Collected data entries
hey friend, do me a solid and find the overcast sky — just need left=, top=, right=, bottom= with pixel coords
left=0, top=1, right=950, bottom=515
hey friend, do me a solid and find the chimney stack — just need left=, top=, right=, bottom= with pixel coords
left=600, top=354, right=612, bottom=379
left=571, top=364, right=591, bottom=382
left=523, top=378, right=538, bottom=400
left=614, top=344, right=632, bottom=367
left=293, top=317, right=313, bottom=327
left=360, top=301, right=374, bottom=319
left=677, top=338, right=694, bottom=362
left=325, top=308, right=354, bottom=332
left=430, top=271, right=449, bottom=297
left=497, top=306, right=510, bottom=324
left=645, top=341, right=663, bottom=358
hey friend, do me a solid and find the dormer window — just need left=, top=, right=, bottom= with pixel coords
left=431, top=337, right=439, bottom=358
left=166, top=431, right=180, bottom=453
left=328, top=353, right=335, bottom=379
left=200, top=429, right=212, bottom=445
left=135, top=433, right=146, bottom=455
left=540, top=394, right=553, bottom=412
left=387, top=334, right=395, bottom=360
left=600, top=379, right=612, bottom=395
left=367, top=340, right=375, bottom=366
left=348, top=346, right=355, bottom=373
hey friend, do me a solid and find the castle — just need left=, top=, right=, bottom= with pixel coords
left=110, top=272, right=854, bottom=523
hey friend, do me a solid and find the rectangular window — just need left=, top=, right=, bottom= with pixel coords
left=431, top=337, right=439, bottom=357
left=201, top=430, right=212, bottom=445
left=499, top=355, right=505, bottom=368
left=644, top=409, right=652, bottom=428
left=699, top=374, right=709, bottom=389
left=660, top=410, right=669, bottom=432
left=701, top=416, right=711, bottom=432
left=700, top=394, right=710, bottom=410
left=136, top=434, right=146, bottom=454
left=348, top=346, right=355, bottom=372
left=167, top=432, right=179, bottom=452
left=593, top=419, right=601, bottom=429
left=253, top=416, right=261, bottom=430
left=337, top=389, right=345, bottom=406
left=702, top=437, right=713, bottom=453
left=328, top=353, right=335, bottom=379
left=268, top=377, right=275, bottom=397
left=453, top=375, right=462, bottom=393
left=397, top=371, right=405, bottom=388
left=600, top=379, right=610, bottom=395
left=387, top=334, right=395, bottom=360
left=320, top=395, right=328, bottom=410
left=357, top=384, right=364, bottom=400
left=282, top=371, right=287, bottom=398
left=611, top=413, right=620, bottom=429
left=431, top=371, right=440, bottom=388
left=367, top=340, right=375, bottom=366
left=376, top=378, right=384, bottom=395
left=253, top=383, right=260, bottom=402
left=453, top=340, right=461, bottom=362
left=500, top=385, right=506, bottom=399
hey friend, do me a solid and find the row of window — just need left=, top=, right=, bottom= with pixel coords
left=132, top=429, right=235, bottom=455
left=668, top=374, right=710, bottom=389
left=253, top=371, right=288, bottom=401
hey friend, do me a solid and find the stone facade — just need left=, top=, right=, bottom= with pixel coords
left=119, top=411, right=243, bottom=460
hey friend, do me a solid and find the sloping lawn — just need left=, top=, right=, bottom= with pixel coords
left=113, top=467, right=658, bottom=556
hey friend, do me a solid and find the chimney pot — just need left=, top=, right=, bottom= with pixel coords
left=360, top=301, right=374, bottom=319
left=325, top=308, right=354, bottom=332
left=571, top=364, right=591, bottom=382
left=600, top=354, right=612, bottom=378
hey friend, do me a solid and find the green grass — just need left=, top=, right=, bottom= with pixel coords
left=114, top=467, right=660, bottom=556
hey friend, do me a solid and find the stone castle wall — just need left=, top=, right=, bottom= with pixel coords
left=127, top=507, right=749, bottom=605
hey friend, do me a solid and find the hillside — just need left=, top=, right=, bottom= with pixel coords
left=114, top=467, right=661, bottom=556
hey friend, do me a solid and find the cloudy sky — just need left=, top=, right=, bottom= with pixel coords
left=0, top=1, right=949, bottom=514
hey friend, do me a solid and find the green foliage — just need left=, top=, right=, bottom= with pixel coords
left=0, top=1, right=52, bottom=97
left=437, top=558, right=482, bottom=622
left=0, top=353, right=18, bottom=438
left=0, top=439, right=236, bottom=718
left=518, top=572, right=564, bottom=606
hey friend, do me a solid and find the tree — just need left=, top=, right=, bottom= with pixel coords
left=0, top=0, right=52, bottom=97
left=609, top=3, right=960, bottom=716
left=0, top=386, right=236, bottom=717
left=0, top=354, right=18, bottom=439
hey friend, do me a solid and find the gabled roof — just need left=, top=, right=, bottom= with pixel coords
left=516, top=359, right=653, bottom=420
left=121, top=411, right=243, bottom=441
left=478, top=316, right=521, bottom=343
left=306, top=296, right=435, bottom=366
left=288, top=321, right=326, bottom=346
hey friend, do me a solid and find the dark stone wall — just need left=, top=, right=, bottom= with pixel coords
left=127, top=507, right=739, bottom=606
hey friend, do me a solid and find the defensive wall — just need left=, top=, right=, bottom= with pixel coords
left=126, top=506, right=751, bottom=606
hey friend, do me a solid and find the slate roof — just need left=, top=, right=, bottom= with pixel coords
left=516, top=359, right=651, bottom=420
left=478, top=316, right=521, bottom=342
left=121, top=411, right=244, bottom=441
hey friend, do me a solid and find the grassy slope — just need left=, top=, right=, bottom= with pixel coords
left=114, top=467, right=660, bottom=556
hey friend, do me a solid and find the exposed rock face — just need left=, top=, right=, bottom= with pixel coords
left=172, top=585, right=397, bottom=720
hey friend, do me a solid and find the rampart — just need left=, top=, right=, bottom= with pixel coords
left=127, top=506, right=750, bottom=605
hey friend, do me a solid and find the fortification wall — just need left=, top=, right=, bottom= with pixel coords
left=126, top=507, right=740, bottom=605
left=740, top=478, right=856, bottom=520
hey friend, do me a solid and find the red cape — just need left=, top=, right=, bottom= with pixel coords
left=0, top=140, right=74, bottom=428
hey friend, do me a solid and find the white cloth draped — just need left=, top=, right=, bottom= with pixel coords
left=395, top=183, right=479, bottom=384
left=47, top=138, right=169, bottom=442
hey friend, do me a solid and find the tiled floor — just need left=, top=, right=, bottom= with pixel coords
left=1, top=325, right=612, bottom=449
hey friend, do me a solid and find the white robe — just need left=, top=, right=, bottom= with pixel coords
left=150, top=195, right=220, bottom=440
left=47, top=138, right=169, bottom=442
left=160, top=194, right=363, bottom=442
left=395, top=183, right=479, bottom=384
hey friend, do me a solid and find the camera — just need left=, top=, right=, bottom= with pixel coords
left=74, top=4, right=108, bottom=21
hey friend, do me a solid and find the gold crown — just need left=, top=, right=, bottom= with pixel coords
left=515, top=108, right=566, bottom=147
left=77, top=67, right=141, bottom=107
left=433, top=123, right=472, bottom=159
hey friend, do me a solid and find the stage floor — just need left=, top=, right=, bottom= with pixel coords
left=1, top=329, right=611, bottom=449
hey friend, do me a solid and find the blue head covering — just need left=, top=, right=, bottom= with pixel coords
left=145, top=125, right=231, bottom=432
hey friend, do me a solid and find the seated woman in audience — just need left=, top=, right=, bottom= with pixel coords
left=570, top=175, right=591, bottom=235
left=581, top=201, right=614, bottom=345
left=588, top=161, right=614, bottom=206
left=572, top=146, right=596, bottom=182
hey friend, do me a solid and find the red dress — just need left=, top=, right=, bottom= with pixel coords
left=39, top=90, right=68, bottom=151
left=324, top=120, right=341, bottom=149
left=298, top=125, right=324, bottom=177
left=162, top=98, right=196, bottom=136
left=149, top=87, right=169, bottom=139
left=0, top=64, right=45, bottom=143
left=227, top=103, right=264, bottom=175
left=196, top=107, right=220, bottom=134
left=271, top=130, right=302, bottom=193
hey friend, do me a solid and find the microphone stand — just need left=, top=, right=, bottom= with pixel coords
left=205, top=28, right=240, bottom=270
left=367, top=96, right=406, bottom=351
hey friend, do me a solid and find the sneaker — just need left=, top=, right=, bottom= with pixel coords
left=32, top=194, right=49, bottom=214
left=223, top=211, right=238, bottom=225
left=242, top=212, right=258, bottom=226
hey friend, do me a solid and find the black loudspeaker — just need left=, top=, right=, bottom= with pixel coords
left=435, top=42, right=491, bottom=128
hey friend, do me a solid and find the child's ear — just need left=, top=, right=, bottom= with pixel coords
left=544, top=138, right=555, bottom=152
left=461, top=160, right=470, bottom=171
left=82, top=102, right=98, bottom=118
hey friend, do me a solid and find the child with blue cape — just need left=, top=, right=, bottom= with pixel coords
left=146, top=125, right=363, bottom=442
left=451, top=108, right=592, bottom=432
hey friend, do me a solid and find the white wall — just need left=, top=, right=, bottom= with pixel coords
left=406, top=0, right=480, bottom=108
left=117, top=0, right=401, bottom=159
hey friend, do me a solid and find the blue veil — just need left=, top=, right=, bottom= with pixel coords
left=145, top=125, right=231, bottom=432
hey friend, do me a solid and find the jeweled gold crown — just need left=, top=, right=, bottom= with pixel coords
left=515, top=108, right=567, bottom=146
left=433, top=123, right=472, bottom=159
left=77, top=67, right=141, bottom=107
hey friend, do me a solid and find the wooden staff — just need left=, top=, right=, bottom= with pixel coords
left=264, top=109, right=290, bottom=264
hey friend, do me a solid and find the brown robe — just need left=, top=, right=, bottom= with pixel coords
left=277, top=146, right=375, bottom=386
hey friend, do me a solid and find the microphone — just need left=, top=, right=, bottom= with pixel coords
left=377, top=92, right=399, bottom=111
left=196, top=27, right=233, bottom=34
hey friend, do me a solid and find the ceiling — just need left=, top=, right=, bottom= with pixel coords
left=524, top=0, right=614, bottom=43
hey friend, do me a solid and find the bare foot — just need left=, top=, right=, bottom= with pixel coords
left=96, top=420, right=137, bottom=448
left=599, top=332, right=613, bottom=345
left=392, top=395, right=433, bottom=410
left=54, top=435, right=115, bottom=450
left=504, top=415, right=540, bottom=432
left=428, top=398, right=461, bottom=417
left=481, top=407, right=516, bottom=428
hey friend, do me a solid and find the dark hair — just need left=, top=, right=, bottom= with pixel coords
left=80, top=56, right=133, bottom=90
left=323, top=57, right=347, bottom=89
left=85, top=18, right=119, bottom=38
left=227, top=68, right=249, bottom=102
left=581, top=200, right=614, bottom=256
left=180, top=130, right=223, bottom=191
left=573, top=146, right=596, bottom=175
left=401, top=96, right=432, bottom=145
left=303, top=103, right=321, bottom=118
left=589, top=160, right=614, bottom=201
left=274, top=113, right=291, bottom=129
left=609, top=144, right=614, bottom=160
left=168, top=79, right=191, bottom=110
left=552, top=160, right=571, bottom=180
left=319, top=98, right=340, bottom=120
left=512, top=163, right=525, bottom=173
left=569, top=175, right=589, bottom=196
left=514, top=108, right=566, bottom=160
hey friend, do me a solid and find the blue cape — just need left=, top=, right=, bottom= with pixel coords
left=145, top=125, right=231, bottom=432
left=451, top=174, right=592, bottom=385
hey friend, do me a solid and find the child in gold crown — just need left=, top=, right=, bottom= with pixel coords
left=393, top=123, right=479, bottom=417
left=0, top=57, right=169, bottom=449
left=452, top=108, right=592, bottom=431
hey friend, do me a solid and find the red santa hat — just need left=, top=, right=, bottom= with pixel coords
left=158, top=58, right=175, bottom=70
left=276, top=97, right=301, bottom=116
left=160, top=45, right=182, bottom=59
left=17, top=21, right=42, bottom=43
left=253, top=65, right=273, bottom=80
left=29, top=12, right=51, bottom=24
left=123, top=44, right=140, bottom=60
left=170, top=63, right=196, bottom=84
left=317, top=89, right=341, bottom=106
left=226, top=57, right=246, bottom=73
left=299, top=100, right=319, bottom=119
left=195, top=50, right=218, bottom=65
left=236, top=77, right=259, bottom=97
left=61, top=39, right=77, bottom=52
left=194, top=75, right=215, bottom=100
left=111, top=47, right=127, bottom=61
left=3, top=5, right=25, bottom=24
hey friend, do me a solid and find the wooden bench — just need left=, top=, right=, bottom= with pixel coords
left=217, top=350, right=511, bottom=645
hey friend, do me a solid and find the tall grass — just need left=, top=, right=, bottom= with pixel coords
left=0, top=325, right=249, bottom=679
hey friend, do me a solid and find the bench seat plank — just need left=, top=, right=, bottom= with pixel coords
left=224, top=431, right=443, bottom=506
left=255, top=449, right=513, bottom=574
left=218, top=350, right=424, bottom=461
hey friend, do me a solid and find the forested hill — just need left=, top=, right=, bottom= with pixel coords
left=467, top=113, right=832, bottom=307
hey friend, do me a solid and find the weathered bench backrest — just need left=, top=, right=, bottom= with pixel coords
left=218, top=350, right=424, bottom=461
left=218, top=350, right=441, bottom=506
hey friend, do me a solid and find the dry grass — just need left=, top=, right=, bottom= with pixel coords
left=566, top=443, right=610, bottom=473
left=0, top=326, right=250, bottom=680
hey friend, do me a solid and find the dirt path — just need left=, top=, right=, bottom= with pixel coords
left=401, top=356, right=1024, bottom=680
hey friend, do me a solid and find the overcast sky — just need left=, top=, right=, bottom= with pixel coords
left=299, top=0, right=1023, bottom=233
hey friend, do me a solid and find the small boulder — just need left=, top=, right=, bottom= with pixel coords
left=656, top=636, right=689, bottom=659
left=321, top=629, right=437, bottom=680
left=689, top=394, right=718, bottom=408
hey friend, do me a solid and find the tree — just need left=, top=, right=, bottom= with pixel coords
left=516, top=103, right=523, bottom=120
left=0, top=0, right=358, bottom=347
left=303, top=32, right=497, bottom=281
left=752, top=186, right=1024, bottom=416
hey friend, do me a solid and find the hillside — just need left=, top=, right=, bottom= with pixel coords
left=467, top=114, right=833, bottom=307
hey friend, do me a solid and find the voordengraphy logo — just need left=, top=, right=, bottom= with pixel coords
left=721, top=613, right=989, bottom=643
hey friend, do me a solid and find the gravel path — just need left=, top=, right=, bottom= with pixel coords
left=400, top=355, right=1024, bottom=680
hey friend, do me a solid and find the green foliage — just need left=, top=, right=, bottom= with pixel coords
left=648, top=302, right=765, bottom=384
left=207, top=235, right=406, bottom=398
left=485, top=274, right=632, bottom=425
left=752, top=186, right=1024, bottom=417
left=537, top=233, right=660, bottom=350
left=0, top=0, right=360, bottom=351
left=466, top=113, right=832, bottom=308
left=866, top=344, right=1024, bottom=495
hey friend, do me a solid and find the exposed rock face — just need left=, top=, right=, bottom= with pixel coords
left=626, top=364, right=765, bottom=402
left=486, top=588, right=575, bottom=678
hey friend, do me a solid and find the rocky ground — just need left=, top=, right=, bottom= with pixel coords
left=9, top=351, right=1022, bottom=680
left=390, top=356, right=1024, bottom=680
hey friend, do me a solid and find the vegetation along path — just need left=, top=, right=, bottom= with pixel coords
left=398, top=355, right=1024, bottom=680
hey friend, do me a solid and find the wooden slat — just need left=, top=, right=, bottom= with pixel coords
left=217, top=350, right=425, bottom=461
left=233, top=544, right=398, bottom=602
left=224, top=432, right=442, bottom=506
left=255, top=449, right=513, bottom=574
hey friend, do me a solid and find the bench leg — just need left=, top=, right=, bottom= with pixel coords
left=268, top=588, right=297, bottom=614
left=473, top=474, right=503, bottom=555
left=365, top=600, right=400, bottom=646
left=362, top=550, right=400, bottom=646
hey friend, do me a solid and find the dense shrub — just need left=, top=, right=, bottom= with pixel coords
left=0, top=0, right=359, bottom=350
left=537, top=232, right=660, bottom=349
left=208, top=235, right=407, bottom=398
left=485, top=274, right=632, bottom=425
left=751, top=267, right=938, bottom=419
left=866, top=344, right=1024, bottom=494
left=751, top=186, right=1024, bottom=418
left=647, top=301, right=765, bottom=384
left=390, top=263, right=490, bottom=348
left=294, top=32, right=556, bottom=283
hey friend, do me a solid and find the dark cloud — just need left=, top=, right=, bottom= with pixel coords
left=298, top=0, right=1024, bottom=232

* _Your goal_: Repeat precisely the lines of the data starting at the one containing "hey friend, do me a solid and find the dark cloud", last line included.

* _Response below_:
hey friend, do me a solid and find the dark cloud — just need left=, top=, right=, bottom= with pixel coords
left=298, top=0, right=1024, bottom=232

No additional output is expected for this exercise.